-- START Selected passage --

For the purposes of this tutorial, we’re using an open-access dataset of around 3M stock trades, but if you’re trying to build a Grafana dashboard, odds are you’re working with monitoring data. The principles are the same either way, though, so feel free to use the dataset linked above if you don’t have something better or more relevant to work with for now.

If you expand the Advanced options, you’ll see that you can fine-tune the data import by indicating a destination, primary key, and incremental key.

  • Destination: allows you to give a name to the table that will be created in Panoply after importing, or a table-specific prefix if you’re planning on importing multiple tables
  • Primary Key: allows you to set a primary key that will act as a unique identifier for each record in your table(s), and will also allow you to link related data across tables. If you set a primary key when setting up your DynamoDB instance, you can just re-use that here. This is the most important Advanced setting to pay attention to. If you already have a field in your tables called “id” or something similar, Panoply will use it as a primary key if no other parameter is set. If you don’t set a primary at all, you won’t see any deduplication in your data imports, so every single piece of data from the collection run will be added to your tables--you might not want that.
  • Incremental Key: make sure to set this up if you’re planning on making multiple, recurring pulls from this data source. Doing so will make future imports more efficient, as Panoply will only collect data that has been updated since the last time you pulled from that source. Note that incremental keys will only work properly if you are pulling from a single table with this connector.
  • Exclude: you can use this field to exclude specific data elements from your import. If there are specific types of data (e.g. irrelevant or sensitive data) that you would like to exclude from your Panoply data warehouse, you can use this setting to manage that.

When you’re all set, hit Collect. The Data sources - DynamoDB pane will go gray, and a green bar will appear above it to indicate progress. You can check the “Jobs” pane to monitor its progress if you want, but you’ll get an alert from Panoply once the collection has finished or . If you need to get data from another source while you’re waiting, you can just start that up as well. When your data collection is finished, head to Tables on the navigation pane to check up on your data. Because we used the stock trade dataset on our end, our data went from a JSON object containing data that looked like this:

To a set of tables that look like this:

Panoply will often create multiple tables from a single table in DynamoDB because of the way it’s set up to deal with nested data. In order to unpack the nested objects that make up a NoSQL database, Panoply will create multiple, related tables to fit into the relational database structures it uses.

-- END Selected passage --
-- START Raw data --

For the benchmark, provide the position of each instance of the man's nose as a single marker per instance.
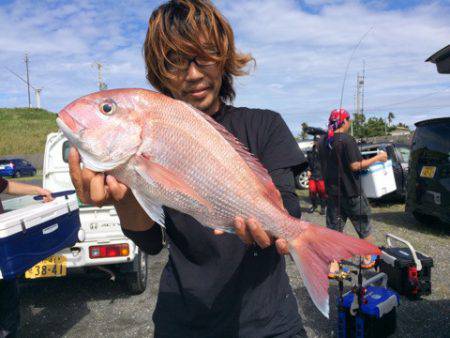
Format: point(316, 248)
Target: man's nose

-- END Raw data --

▶ **To do**
1. Answer these questions using the Panoply import passage:
(a) About how many stock trades are in the dataset used for the tutorial?
(b) Which Advanced setting does the passage call the most important one to pay attention to?
(c) According to the passage, why does Panoply often create multiple tables from a single DynamoDB table?
2. Write out the part of the Panoply import passage between "For the purposes" and "with for now.", inclusive.
The data above plays no part in any of this.

▶ **Answer list**
1.
(a) Around 3M.
(b) The Primary Key.
(c) Because of the way it is set up to deal with nested data.

2.
For the purposes of this tutorial, we’re using an open-access dataset of around 3M stock trades, but if you’re trying to build a Grafana dashboard, odds are you’re working with monitoring data. The principles are the same either way, though, so feel free to use the dataset linked above if you don’t have something better or more relevant to work with for now.